→ **What to work on**
1. In the article on social factors and longevity, what point does the comparison between Calton and Lenzie illustrate? Answer in one to three sentences.
2. Write the next part of the article on social factors and longevity, beginning after its final sentence.

→ **Excerpted text**
########

Social factors have bigger effect on longevity than genes

11 years, 3 months ago

3211  0
Posted on Sep 02, 2008, 6 a.m. By Rich Hurd

A three-year-long analysis of the “social determinants” of health by the World Health Organization (WHO) has led them to the conclusion that social factors - not genetics - are to blame for the huge variations in ill health and life expectancy seen around the world, a report concludes.

A three-year-long analysis of the “social determinants” of health by the World Health Organization (WHO) has led them to the conclusion that social factors - not genetics - are to blame for the huge variations in ill health and life expectancy seen around the world, a report concludes.

The report, which was complied by a panel of experts forming the WHO's Commission on the Social Determinants of Health, found that a girl born in Japan is, on average, likely to live for 42 years longer than a girl born in the African country of Lesotho. Inequities in life expectancy and morbidity between countries have been reported for many years, however this report is the first to highlight the large variations in life expectancy that also occur within different regions of countries and suburbs of cities throught the world. For example, a boy living in Calton, a deprived suburb of the Scottish city of Glasgow will, on average, live for 28 years less than a boy born in Lenzie, an affluent suburb a couple of miles away.

########

→ **Dataset records**
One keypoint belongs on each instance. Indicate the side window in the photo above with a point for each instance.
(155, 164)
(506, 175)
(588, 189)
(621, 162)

########

→ **Answer set**
1. It illustrates the report's new finding that large gaps in life expectancy occur within regions of countries and between suburbs of cities, not only between countries. A boy in the deprived Glasgow suburb of Calton will, on average, live 28 years less than a boy born in affluent Lenzie, a couple of miles away.

2.
In short, the report showed that poor socioeconomic circumstances equated to poor health. Furthermore, the differences in morbidity and longevity were so significant that genetics were deemed insignificant in comparison. It also revealed that wealth alone does not determine the health of a nation. Several countries, including: Cuba, Costa Rica, China, and Sri Lanka, have managed to achieve good levels of health despite their relatively low national incomes.  

The authors wrote: “[The] toxic combination of bad policies, economics, and politics is, in large measure responsible for the fact that a majority of people in the world do not enjoy the good health that is biologically possible." To combat the problem of health inequity, they recommend that governments follow the shining example of Nordic countries that have introduced policies which encourage equality of benefits and service, full employment, gender equity, and low levels of social exclusion.

Closing the gap in a generation: Health equity through action on the social determinants of health. Commission on Social Determinants of Health. World Health Organization. Full report from WHO website.